Point annotation records:
((
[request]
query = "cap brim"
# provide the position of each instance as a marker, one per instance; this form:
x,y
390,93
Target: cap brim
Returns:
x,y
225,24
))
▶ [WHAT YOU ARE ASKED TO DO] Return every one of the lines above unchanged.

▶ [ANSWER TO THE TASK]
[request]
query = "cap brim"
# provide the position of each instance as a marker, one per instance; this form:
x,y
390,93
Target: cap brim
Returns:
x,y
225,24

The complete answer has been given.